--- Begin Passage ---
Re: timeout_del_barrier(9): remove kernel lock

David Gwynne Tue, 04 May 2021 18:05:59 -0700

On Tue, May 04, 2021 at 11:54:31AM -0500, Scott Cheloha wrote:
> On Tue, May 04, 2021 at 11:21:27PM +1000, David Gwynne wrote:
> > On Tue, May 04, 2021 at 11:24:05AM +0200, Martin Pieuchot wrote:
> > > On 04/05/21(Tue) 01:10, Scott Cheloha wrote:
> > > > [...] 
> > > > I want to run softclock() without the kernel lock.  The way to go, I
> > > > think, is to first push the kernel lock down into timeout_run(), and
> > > > then to remove the kernel lock from each timeout, one by one.
> > > 
> > > Grabbing and releasing the KERNEL_LOCk() on a per-timeout basis creates
> > > more latency than running all timeouts in a batch after having grabbed
> > > the KERNEL_LOCK().  I doubt this is the best way forward.
> > > 
> > > > Before we can push the kernel lock down into timeout_run() we need to
> > > > remove the kernel lock from timeout_del_barrier(9).
> > > 
> > > Seems worth it on its own.
> > >
> > > > The kernel lock is used in timeout_del_barrier(9) to determine whether
> > > > the given timeout has stopped running.  Because the softclock() runs
> > > > with the kernel lock we currently assume that once the calling thread
> > > > has taken the kernel lock any onging softclock() must have returned
> > > > and relinquished the lock, so the timeout in question has returned.
> > 
> > as i'll try to explain below, it's not about waiting for a specific
> > timeout, it's about knowing that a currently running timeout has
> > finished.
> 
> I'm very confused about the distinction between the two.


It is subtle :(

> > > So you want to stop using the KERNEL_LOCK() to do the serialization?  
> > 
> > the KERNEL_LOCK in timeout_barrier cos it was an elegant^Wclever^W hack.
> > because timeouts are run under the kernel lock, i knew i could take the
> > lock and know that timeouts arent running anymore. that's all.
> > 
> > in hindsight this means that the thread calling timeout_barrier spins
> > when it could sleep, and worse, it spins waiting for all pending
> > timeouts to run. so yeah, i agree that undoing the hack is worth it on
> > its own.
> 
> Okay so we're all in agreement that this could be improved, cool.

Yep.

> > > > The simplest replacement I can think of is a volatile pointer to the
> > > > running timeout that we set before leaving the timeout_mutex and clear
> > > > after reentering the same during timeout_run().
> > > 
> > > Sounds like a condition variable protected by this mutex.  Interesting
> > > that cond_wait(9) doesn't work with a mutex. 
> > 
> > cond_wait borrows the sched lock to coordinate between the waiting
> > thread and the signalling context. the cond api is basically a wrapper
> > around sleep_setup/sleep_finish.
--- End Passage ---
Instruction 1: Could you repeat the records from the line containing "TARGET = balcony" through the end of the records, both ends included, switching "trimmed shrub" to "clipped hedge" and leaving everything else unchanged?
--- Begin The records ---
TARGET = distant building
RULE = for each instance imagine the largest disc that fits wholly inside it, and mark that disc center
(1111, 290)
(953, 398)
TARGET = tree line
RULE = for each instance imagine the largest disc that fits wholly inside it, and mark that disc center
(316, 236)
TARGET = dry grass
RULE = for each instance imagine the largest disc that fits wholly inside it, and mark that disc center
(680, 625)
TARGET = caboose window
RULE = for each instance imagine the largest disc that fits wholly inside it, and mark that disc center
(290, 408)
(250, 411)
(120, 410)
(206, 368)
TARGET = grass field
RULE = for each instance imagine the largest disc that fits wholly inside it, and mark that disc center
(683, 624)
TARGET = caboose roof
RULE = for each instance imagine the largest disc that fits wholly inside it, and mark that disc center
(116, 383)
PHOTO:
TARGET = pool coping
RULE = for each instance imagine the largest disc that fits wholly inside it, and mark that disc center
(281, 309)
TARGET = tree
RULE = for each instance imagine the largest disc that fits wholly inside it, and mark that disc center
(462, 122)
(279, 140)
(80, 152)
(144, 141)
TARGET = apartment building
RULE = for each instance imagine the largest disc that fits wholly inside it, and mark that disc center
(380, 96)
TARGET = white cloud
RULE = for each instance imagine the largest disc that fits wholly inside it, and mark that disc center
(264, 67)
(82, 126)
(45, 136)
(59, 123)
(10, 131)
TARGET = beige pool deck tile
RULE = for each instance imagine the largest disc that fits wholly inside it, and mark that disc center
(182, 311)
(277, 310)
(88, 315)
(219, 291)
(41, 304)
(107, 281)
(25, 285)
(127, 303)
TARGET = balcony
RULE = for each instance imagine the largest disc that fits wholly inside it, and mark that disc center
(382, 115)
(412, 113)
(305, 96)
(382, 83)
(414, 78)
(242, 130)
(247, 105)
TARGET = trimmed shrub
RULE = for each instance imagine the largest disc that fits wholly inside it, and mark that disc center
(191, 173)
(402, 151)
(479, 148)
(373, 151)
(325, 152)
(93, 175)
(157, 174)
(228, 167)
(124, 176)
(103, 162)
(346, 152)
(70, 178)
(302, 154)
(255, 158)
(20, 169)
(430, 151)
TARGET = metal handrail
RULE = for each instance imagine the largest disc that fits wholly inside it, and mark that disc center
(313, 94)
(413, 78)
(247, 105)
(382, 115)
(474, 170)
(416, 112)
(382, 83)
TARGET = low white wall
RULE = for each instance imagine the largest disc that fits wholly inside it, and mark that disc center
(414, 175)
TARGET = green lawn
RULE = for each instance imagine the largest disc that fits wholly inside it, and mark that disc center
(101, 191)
--- End The records ---
Instruction 2: In the thread on timeout_del_barrier(9), which lock does cond_wait borrow to coordinate between the waiting thread and the signalling context?

Full answer 1:
TARGET = balcony
RULE = for each instance imagine the largest disc that fits wholly inside it, and mark that disc center
(382, 115)
(412, 113)
(305, 96)
(382, 83)
(414, 78)
(242, 130)
(247, 105)
TARGET = clipped hedge
RULE = for each instance imagine the largest disc that fits wholly inside it, and mark that disc center
(191, 173)
(402, 151)
(479, 148)
(373, 151)
(325, 152)
(93, 175)
(157, 174)
(228, 167)
(124, 176)
(103, 162)
(346, 152)
(70, 178)
(302, 154)
(255, 158)
(20, 169)
(430, 151)
TARGET = metal handrail
RULE = for each instance imagine the largest disc that fits wholly inside it, and mark that disc center
(313, 94)
(413, 78)
(247, 105)
(382, 115)
(474, 170)
(416, 112)
(382, 83)
TARGET = low white wall
RULE = for each instance imagine the largest disc that fits wholly inside it, and mark that disc center
(414, 175)
TARGET = green lawn
RULE = for each instance imagine the largest disc that fits wholly inside it, and mark that disc center
(101, 191)

Full answer 2: The sched lock.